Stored items
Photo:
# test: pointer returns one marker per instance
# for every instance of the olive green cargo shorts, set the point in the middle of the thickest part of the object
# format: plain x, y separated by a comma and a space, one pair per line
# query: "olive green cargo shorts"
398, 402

* * *

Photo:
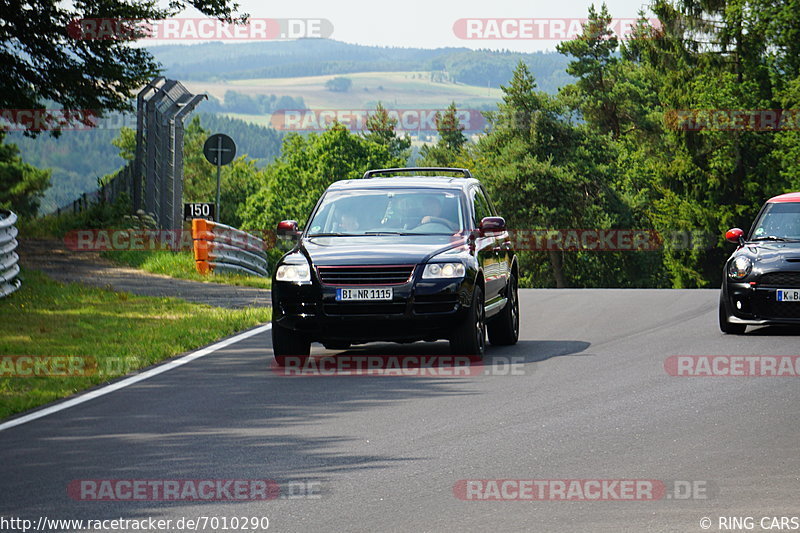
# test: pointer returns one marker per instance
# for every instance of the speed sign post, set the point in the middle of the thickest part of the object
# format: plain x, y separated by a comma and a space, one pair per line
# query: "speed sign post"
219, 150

▶ [Assignment]: If a line in the entries holds the string "instance", count it, then state the total and nothing more.

▶ [Result for this exercise]: 4